#### [Exercise task]
Render every line of the rows below as a Markdown table with the columns Number and Line, skipping any blank lines.

Excerpts from point annotation data
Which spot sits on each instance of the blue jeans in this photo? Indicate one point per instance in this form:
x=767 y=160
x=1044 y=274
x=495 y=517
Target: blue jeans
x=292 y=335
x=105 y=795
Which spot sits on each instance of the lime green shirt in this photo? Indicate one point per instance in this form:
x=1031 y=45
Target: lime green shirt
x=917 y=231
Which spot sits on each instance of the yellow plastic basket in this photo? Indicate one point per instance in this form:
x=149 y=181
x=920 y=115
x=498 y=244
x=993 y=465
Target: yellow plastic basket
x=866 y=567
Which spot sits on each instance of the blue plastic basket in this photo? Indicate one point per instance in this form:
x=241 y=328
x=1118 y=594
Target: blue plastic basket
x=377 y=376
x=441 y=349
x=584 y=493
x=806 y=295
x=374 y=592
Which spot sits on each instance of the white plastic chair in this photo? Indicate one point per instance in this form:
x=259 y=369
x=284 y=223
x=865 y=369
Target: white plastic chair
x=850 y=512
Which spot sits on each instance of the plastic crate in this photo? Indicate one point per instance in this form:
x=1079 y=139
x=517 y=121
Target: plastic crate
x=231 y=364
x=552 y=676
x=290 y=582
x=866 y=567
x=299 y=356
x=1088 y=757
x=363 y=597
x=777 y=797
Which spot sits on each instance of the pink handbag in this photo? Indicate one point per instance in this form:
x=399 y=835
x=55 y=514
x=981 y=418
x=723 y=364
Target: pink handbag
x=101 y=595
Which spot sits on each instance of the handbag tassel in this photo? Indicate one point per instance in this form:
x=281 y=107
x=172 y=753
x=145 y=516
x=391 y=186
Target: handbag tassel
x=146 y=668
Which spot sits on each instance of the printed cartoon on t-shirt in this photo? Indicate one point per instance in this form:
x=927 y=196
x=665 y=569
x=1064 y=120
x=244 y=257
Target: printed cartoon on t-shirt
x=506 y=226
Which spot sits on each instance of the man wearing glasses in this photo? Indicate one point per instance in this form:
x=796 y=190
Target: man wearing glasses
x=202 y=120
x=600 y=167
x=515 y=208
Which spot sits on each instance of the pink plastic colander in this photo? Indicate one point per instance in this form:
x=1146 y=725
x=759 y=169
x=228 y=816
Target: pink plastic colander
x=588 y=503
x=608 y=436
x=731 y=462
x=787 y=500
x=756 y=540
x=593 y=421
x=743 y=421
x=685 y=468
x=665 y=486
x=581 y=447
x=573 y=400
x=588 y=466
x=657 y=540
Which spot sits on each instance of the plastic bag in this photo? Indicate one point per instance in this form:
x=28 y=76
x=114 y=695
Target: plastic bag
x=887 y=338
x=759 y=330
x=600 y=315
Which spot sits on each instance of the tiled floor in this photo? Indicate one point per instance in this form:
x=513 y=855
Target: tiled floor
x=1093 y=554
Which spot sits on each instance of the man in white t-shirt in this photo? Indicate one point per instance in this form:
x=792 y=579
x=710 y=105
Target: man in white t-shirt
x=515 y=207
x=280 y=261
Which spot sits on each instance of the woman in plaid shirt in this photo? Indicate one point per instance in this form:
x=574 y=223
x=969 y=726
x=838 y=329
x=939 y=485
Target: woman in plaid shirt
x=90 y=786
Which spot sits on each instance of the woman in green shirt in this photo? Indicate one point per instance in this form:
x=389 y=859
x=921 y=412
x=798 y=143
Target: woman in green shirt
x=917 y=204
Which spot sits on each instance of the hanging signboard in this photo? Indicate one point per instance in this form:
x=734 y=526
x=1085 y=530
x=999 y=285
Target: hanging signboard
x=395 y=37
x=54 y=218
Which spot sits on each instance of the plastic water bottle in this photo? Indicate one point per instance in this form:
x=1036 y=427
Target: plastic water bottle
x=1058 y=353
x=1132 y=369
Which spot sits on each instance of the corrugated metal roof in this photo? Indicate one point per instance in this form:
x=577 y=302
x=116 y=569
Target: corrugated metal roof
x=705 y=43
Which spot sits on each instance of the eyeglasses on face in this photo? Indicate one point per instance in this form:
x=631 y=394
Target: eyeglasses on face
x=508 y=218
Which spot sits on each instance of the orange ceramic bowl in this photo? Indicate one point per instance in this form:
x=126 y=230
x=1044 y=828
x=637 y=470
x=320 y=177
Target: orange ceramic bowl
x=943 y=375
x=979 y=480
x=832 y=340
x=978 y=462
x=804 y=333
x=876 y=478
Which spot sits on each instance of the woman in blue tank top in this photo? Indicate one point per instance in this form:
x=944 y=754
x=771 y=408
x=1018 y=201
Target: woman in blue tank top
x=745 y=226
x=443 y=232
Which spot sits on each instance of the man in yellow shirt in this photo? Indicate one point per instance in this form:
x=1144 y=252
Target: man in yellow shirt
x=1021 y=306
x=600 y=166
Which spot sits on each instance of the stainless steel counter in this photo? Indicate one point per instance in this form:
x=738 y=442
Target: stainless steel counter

#### [Result for this task]
| Number | Line |
|---|---|
| 1 | Which spot sits on each instance of the blue jeans in this photo? Indicate one point per instance in this form: |
| 2 | x=767 y=160 |
| 3 | x=1044 y=274 |
| 4 | x=495 y=517 |
| 5 | Target: blue jeans |
| 6 | x=292 y=335 |
| 7 | x=105 y=795 |
| 8 | Which spot sits on each instance of the lime green shirt in this photo? Indicate one point per instance in this form: |
| 9 | x=1031 y=45 |
| 10 | Target: lime green shirt |
| 11 | x=917 y=231 |
| 12 | Which spot sits on each instance of the yellow plastic basket in this photo? Indicate one point per instance in this form: |
| 13 | x=149 y=181 |
| 14 | x=920 y=115 |
| 15 | x=498 y=244 |
| 16 | x=993 y=465 |
| 17 | Target: yellow plastic basket |
| 18 | x=866 y=567 |
| 19 | Which spot sits on each instance of the blue plastic basket in this photo? Indicate one point per instance in this form: |
| 20 | x=241 y=328 |
| 21 | x=1118 y=594 |
| 22 | Target: blue plastic basket |
| 23 | x=377 y=376 |
| 24 | x=441 y=349 |
| 25 | x=584 y=493 |
| 26 | x=806 y=295 |
| 27 | x=374 y=592 |
| 28 | Which spot sits on each instance of the white plastic chair in this photo? Indicate one point per instance in this form: |
| 29 | x=259 y=369 |
| 30 | x=284 y=223 |
| 31 | x=865 y=369 |
| 32 | Target: white plastic chair |
| 33 | x=850 y=512 |
| 34 | Which spot sits on each instance of the plastic crate in this photo? Indicate one point per instance in this form: |
| 35 | x=1079 y=139 |
| 36 | x=517 y=121 |
| 37 | Target: plastic crate |
| 38 | x=231 y=364 |
| 39 | x=552 y=676 |
| 40 | x=290 y=582 |
| 41 | x=866 y=567 |
| 42 | x=299 y=356 |
| 43 | x=1088 y=757 |
| 44 | x=363 y=597 |
| 45 | x=777 y=797 |
| 46 | Which spot sits on each instance of the pink handbag in this photo? Indicate one point per instance in this form: |
| 47 | x=399 y=835 |
| 48 | x=55 y=514 |
| 49 | x=981 y=418 |
| 50 | x=723 y=364 |
| 51 | Target: pink handbag |
| 52 | x=101 y=595 |
| 53 | Which spot sits on each instance of the handbag tassel in this photo? Indicate one point per instance in this form: |
| 54 | x=281 y=107 |
| 55 | x=172 y=753 |
| 56 | x=145 y=516 |
| 57 | x=391 y=186 |
| 58 | Target: handbag tassel |
| 59 | x=146 y=668 |
| 60 | Which spot sits on each instance of the printed cartoon on t-shirt in this photo? Indicate one point per instance in this form: |
| 61 | x=927 y=196 |
| 62 | x=665 y=569 |
| 63 | x=1064 y=120 |
| 64 | x=244 y=257 |
| 65 | Target: printed cartoon on t-shirt |
| 66 | x=506 y=226 |
| 67 | Which spot sits on each instance of the man wearing glasses in this photo? Indicate one point per instance in this form: |
| 68 | x=796 y=190 |
| 69 | Target: man wearing glasses |
| 70 | x=202 y=120 |
| 71 | x=600 y=167 |
| 72 | x=515 y=208 |
| 73 | Which spot sits on each instance of the pink plastic colander in this photo? Indicate one point per instance in this form: |
| 74 | x=1146 y=725 |
| 75 | x=759 y=169 |
| 76 | x=228 y=816 |
| 77 | Target: pink plastic colander |
| 78 | x=588 y=503 |
| 79 | x=608 y=436 |
| 80 | x=731 y=462 |
| 81 | x=787 y=500 |
| 82 | x=756 y=540 |
| 83 | x=593 y=421 |
| 84 | x=743 y=421 |
| 85 | x=685 y=468 |
| 86 | x=665 y=486 |
| 87 | x=581 y=447 |
| 88 | x=573 y=400 |
| 89 | x=588 y=466 |
| 90 | x=657 y=540 |
| 91 | Which spot sits on each instance of the plastic bag in this photo? Indicate one point per instance in this form: |
| 92 | x=28 y=76 |
| 93 | x=114 y=695 |
| 94 | Target: plastic bag |
| 95 | x=887 y=338 |
| 96 | x=759 y=330 |
| 97 | x=600 y=315 |
| 98 | Which spot sits on each instance of the tiled floor in this photo? Indicate one point per instance in this form: |
| 99 | x=513 y=855 |
| 100 | Target: tiled floor |
| 101 | x=1093 y=554 |
| 102 | Which spot sits on each instance of the man in white t-shirt in this photo? Indicate one point per instance in this form: |
| 103 | x=792 y=579 |
| 104 | x=710 y=105 |
| 105 | Target: man in white t-shirt |
| 106 | x=515 y=207 |
| 107 | x=280 y=261 |
| 108 | Which spot sits on each instance of the woman in plaid shirt in this photo? Indicate one point per instance in this form: |
| 109 | x=574 y=223 |
| 110 | x=969 y=726 |
| 111 | x=838 y=329 |
| 112 | x=939 y=485 |
| 113 | Target: woman in plaid shirt |
| 114 | x=90 y=786 |
| 115 | Which spot sits on each instance of the woman in green shirt in this photo? Indicate one point per instance in this form: |
| 116 | x=389 y=859 |
| 117 | x=921 y=412 |
| 118 | x=798 y=143 |
| 119 | Target: woman in green shirt |
| 120 | x=917 y=204 |
| 121 | Which spot sits on each instance of the hanging signboard in this photo? Indicate one point per instance in this form: |
| 122 | x=734 y=526 |
| 123 | x=1085 y=530 |
| 124 | x=999 y=285 |
| 125 | Target: hanging signboard |
| 126 | x=395 y=37 |
| 127 | x=54 y=218 |
| 128 | Which spot sits on each instance of the plastic water bottle in this photo? Indicate one point per instance in this form: |
| 129 | x=1036 y=427 |
| 130 | Target: plastic water bottle |
| 131 | x=1058 y=353 |
| 132 | x=1132 y=369 |
| 133 | Which spot sits on each instance of the corrugated metal roof in this photo? Indicate one point per instance in this form: |
| 134 | x=577 y=302 |
| 135 | x=116 y=569 |
| 136 | Target: corrugated metal roof |
| 137 | x=705 y=43 |
| 138 | Which spot sits on each instance of the eyeglasses on face in this photo? Indicate one point per instance in this form: |
| 139 | x=631 y=394 |
| 140 | Target: eyeglasses on face |
| 141 | x=508 y=218 |
| 142 | Which spot sits on each instance of the orange ceramic bowl in this photo? Indicate one point per instance in this form: |
| 143 | x=126 y=230 |
| 144 | x=1044 y=828 |
| 145 | x=637 y=470 |
| 146 | x=320 y=177 |
| 147 | Target: orange ceramic bowl |
| 148 | x=943 y=375 |
| 149 | x=979 y=480 |
| 150 | x=832 y=340 |
| 151 | x=978 y=462 |
| 152 | x=804 y=333 |
| 153 | x=876 y=478 |
| 154 | Which spot sits on each instance of the woman in blue tank top in this photo? Indicate one point per instance in this form: |
| 155 | x=944 y=754 |
| 156 | x=771 y=408 |
| 157 | x=1018 y=201 |
| 158 | Target: woman in blue tank top |
| 159 | x=745 y=226 |
| 160 | x=443 y=232 |
| 161 | Which spot sits on each instance of the man in yellow shirt in this photo? Indicate one point per instance in this form: |
| 162 | x=1144 y=252 |
| 163 | Target: man in yellow shirt |
| 164 | x=1021 y=306 |
| 165 | x=600 y=166 |
| 166 | Which spot sits on each instance of the stainless steel counter in this photo? Indicate one point per instance in this form: |
| 167 | x=738 y=442 |
| 168 | Target: stainless steel counter |